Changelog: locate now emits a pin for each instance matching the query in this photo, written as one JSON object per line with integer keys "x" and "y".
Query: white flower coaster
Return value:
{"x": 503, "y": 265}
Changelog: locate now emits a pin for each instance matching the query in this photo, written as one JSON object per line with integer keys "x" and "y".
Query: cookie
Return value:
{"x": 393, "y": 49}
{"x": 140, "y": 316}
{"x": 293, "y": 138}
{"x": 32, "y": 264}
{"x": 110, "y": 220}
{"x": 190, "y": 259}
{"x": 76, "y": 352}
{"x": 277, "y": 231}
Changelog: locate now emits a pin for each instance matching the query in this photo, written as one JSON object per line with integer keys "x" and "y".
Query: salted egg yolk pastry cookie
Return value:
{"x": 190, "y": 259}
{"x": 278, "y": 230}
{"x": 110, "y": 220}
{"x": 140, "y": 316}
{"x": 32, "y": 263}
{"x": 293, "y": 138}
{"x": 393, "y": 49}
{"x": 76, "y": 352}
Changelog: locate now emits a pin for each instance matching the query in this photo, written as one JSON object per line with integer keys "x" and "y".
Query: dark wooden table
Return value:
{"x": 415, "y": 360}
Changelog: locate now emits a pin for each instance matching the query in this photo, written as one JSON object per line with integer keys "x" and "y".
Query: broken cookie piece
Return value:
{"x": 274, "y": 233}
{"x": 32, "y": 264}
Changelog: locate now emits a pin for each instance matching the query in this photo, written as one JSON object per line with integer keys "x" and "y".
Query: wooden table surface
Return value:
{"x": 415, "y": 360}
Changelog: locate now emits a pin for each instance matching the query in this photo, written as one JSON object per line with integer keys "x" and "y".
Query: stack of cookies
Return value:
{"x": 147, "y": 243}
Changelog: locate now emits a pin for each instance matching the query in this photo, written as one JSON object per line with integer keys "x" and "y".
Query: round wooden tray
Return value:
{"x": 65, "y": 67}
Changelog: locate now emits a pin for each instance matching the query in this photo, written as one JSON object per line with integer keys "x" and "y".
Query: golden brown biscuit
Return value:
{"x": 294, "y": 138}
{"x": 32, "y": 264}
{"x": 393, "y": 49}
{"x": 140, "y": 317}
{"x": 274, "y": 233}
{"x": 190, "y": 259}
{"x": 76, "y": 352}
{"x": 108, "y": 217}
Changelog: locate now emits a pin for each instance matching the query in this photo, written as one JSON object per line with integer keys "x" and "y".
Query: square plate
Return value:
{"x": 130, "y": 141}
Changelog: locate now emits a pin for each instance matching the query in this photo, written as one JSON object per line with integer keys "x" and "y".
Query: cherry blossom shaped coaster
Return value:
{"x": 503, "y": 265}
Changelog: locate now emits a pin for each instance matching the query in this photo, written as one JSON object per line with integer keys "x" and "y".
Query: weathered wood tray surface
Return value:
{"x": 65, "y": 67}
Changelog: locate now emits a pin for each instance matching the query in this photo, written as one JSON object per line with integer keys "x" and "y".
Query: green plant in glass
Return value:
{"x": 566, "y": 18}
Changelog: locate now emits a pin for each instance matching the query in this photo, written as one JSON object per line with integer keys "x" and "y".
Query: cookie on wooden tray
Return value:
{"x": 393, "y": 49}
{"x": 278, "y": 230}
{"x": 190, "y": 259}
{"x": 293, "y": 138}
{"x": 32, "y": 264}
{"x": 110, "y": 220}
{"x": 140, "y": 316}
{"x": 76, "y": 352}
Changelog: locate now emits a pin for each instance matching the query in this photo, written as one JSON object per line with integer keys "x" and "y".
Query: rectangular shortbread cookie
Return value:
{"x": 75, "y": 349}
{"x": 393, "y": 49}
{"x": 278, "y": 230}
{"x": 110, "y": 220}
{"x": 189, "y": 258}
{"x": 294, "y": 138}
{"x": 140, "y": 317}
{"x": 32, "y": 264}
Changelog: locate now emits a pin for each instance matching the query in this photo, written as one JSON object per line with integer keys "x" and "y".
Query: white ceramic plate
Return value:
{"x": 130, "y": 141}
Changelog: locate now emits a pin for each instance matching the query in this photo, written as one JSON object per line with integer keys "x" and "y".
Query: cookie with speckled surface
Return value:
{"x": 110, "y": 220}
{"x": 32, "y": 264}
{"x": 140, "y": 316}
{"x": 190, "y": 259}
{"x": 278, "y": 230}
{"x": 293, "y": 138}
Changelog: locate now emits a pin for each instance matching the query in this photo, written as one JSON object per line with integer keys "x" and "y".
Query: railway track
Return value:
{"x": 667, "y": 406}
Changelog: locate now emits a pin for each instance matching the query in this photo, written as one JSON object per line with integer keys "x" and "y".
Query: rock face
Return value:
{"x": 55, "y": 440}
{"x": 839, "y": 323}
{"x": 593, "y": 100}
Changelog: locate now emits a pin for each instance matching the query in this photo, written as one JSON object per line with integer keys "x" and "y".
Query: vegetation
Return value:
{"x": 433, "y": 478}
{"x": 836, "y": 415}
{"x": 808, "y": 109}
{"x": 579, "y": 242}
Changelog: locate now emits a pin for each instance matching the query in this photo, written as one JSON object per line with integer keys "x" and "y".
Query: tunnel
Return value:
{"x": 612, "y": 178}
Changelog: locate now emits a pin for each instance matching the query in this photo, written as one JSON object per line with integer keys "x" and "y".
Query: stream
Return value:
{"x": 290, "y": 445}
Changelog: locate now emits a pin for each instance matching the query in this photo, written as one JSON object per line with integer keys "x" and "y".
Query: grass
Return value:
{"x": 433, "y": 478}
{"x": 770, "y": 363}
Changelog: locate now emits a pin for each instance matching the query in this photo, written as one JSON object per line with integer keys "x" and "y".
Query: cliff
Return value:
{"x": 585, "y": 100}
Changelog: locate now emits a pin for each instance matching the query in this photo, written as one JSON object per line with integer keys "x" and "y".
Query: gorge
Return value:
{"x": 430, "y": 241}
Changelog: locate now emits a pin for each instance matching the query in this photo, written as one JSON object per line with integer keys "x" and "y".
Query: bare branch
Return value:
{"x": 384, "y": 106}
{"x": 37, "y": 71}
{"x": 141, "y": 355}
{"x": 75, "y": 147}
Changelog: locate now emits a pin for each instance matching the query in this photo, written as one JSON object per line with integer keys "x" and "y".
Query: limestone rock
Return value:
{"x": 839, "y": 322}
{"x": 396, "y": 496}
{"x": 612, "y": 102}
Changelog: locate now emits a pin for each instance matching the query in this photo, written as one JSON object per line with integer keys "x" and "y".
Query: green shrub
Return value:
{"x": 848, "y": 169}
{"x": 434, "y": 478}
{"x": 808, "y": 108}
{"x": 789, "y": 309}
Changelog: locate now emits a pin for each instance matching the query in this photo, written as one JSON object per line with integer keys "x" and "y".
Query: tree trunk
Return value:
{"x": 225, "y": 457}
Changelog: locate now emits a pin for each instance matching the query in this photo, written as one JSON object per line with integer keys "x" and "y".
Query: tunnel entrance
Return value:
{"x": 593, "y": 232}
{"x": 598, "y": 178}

**Task directions**
How many lines in the records contain the word "tray"? Give only the number, and count only matches in the same case.

**Response**
3